======== Stored rows

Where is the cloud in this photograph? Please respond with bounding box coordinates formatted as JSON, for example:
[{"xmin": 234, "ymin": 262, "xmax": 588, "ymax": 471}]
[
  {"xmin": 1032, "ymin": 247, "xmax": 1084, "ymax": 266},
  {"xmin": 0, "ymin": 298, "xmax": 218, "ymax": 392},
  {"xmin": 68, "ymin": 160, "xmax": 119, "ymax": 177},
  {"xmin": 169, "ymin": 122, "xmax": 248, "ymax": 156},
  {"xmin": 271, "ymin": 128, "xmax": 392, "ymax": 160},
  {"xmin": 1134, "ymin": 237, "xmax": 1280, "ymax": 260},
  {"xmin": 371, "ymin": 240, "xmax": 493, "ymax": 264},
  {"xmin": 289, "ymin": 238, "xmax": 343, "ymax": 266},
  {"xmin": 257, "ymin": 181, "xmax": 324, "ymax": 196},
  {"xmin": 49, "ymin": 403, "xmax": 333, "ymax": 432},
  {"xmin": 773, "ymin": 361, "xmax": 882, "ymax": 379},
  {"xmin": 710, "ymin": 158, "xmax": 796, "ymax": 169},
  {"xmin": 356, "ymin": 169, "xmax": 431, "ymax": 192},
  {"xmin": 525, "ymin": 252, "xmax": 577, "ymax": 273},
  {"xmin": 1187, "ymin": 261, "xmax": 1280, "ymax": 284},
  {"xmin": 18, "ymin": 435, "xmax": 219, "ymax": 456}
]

================

▸ What the task asks:
Please repeat the listing exactly, with nothing left out.

▸ Written answer:
Where is the cloud in this photograph? Please respond with bounding box coordinates formatted as JSON, for example:
[{"xmin": 234, "ymin": 262, "xmax": 588, "ymax": 471}]
[
  {"xmin": 1032, "ymin": 247, "xmax": 1084, "ymax": 266},
  {"xmin": 0, "ymin": 298, "xmax": 218, "ymax": 392},
  {"xmin": 68, "ymin": 160, "xmax": 119, "ymax": 177},
  {"xmin": 169, "ymin": 122, "xmax": 248, "ymax": 156},
  {"xmin": 271, "ymin": 128, "xmax": 392, "ymax": 160},
  {"xmin": 1134, "ymin": 237, "xmax": 1280, "ymax": 260},
  {"xmin": 371, "ymin": 240, "xmax": 493, "ymax": 264},
  {"xmin": 289, "ymin": 238, "xmax": 343, "ymax": 266},
  {"xmin": 257, "ymin": 181, "xmax": 324, "ymax": 196},
  {"xmin": 49, "ymin": 403, "xmax": 333, "ymax": 432},
  {"xmin": 773, "ymin": 361, "xmax": 882, "ymax": 379},
  {"xmin": 710, "ymin": 158, "xmax": 796, "ymax": 169},
  {"xmin": 356, "ymin": 169, "xmax": 431, "ymax": 192},
  {"xmin": 525, "ymin": 252, "xmax": 577, "ymax": 273},
  {"xmin": 1187, "ymin": 261, "xmax": 1280, "ymax": 284},
  {"xmin": 18, "ymin": 435, "xmax": 219, "ymax": 456}
]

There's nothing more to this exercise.